Brontekst –
-----

Burger versus consument
Heel wat supermarkten engageerden zich om tegen 2026 pluimveevlees te verkopen dat voldoet aan het BCC-label, Het Better Chicken Commitment. Zonder bijsturing betekent dit dat het pluimveevlees in de supermarkt in 2026 verantwoordelijk zal zijn voor 24,4 procent meer broeikasgasemissies per kilogram vlees dan nu en een productiekoststijging van 37,5 procent. Waar onderwerpen zoals: dierenwelzijn, eerlijke handel, milieu, … belangrijk zijn voor de burger – en dus voor de kiesintenties in de politiek – is het gedrag van de consument echter prijsgedreven. Hebben de supermarkt-marketeers hun handtekening te vlug geplaatst?
De EU importeert nu jaarlijks 900.000 ton pluimveevlees waarvan 25 procent afkomstig uit Brazilië en Thailand. Men mag twee keer raden of ‘dierenwelzijn’ of ‘ammoniakemissies’ een issue is in de twee laatstgenoemde landen. Mensen die pleiten voor een afbouw van de veestapel om redenen van ecologie en/of dierenwelzijn maken bij een holistische benadering en een gelijk consumentenpatroon dus een kapitale denkfout. Binnen de EU wordt het proces van voedselproductie van riek tot vork strikt gereglementeerd. De EU hanteert in deze een procesbenadering. De rest van de wereld hanteert echter een productbenadering. Hierbij wordt enkel nagegaan of het eindproduct voldoet aan voedselveiligheidsnormen. Europese voedselproducenten concurreren bijgevolg met goedkopere producenten uit de niet-EU. Een ongelijke strijd waarbij zowel sociaal, ecologisch en economisch Europa het onderspit delft. Het MERCOSUR-akkoord illustreert nogmaals dat landbouw en voedselproductie als pasmunt gebruikt wordt in internationale handelsverdragen. Niet voor niets wordt het smalend het ‘Cows for cars – agreement’ genoemd. De denkpiste om hier de veestapel drastisch af te bouwen en zodoende onze voedselproductie uit te besteden aan landen met lagere processtandaarden heeft naast de negatieve gevolgen voor duurzaamheid eveneens geopolitieke gevolgen.

-----

Records –
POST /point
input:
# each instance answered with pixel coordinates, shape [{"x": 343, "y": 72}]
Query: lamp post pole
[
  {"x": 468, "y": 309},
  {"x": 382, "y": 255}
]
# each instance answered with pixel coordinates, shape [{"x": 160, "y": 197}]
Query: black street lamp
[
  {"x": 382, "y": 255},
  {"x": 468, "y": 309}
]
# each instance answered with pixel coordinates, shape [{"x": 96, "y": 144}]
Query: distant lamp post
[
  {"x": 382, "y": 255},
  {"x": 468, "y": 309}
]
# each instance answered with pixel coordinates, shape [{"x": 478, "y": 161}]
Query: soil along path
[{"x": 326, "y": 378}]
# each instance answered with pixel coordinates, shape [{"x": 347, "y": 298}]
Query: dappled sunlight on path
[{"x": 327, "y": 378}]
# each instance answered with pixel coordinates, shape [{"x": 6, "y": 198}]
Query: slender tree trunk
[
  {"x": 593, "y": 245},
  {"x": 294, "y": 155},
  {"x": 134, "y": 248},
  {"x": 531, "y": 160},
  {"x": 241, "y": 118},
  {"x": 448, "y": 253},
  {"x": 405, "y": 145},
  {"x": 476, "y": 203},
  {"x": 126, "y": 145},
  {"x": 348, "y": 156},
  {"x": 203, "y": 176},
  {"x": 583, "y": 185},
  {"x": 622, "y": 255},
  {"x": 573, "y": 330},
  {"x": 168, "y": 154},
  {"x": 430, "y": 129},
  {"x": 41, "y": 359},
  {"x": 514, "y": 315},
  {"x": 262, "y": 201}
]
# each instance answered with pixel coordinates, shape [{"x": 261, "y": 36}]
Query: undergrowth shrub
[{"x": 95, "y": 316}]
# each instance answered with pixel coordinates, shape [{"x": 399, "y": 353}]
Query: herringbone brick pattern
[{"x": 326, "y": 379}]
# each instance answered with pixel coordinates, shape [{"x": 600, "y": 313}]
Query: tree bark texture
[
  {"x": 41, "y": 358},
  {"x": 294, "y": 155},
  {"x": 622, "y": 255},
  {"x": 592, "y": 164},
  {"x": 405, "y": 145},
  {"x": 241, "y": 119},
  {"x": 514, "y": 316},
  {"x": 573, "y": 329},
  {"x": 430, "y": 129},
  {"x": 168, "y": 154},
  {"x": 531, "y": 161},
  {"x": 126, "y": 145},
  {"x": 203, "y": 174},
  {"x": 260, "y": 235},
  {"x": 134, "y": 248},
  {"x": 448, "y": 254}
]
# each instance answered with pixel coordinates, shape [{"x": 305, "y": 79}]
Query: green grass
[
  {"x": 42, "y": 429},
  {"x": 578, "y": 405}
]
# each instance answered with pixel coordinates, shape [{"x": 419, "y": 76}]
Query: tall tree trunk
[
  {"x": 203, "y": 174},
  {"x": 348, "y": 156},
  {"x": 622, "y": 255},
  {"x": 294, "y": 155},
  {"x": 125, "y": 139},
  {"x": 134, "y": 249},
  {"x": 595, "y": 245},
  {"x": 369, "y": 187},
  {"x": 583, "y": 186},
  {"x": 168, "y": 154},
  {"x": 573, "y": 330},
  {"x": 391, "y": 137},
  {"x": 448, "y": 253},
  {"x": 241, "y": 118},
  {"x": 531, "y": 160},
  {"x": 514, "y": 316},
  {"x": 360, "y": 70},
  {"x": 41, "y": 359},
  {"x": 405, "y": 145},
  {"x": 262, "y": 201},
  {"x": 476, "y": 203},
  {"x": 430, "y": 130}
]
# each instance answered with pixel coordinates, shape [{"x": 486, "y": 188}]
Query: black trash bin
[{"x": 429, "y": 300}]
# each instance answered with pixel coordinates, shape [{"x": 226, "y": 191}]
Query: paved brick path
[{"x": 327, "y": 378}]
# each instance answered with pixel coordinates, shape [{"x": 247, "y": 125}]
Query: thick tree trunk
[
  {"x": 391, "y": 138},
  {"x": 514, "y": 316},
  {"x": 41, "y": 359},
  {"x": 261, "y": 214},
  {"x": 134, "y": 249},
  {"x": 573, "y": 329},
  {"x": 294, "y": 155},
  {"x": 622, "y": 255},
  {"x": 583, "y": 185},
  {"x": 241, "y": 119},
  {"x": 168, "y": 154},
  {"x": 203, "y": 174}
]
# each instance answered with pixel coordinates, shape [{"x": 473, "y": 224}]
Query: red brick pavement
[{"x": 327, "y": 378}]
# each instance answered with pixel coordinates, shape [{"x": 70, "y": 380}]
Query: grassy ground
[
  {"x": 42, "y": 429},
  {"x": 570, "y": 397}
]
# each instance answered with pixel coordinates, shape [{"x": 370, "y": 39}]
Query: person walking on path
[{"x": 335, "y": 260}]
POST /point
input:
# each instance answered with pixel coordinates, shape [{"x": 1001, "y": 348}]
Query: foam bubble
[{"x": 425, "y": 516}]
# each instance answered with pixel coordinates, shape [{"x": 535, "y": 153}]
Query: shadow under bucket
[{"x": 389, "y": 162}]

-----

Opdrachten –
(a) Herhaal de volledige tekst over pluimveevlees in de supermarkt woord voor woord.
(b) Schrijf uit de records elke regel over waarin de tekenreeks "path" voorkomt. Let daarbij op het verschil tussen hoofdletters en kleine letters.

Antwoorden per opdracht –
(a)
Burger versus consument
Heel wat supermarkten engageerden zich om tegen 2026 pluimveevlees te verkopen dat voldoet aan het BCC-label, Het Better Chicken Commitment. Zonder bijsturing betekent dit dat het pluimveevlees in de supermarkt in 2026 verantwoordelijk zal zijn voor 24,4 procent meer broeikasgasemissies per kilogram vlees dan nu en een productiekoststijging van 37,5 procent. Waar onderwerpen zoals: dierenwelzijn, eerlijke handel, milieu, … belangrijk zijn voor de burger – en dus voor de kiesintenties in de politiek – is het gedrag van de consument echter prijsgedreven. Hebben de supermarkt-marketeers hun handtekening te vlug geplaatst?
De EU importeert nu jaarlijks 900.000 ton pluimveevlees waarvan 25 procent afkomstig uit Brazilië en Thailand. Men mag twee keer raden of ‘dierenwelzijn’ of ‘ammoniakemissies’ een issue is in de twee laatstgenoemde landen. Mensen die pleiten voor een afbouw van de veestapel om redenen van ecologie en/of dierenwelzijn maken bij een holistische benadering en een gelijk consumentenpatroon dus een kapitale denkfout. Binnen de EU wordt het proces van voedselproductie van riek tot vork strikt gereglementeerd. De EU hanteert in deze een procesbenadering. De rest van de wereld hanteert echter een productbenadering. Hierbij wordt enkel nagegaan of het eindproduct voldoet aan voedselveiligheidsnormen. Europese voedselproducenten concurreren bijgevolg met goedkopere producenten uit de niet-EU. Een ongelijke strijd waarbij zowel sociaal, ecologisch en economisch Europa het onderspit delft. Het MERCOSUR-akkoord illustreert nogmaals dat landbouw en voedselproductie als pasmunt gebruikt wordt in internationale handelsverdragen. Niet voor niets wordt het smalend het ‘Cows for cars – agreement’ genoemd. De denkpiste om hier de veestapel drastisch af te bouwen en zodoende onze voedselproductie uit te besteden aan landen met lagere processtandaarden heeft naast de negatieve gevolgen voor duurzaamheid eveneens geopolitieke gevolgen.

(b)
Query: soil along path
Query: dappled sunlight on path
Query: paved brick path
Query: person walking on path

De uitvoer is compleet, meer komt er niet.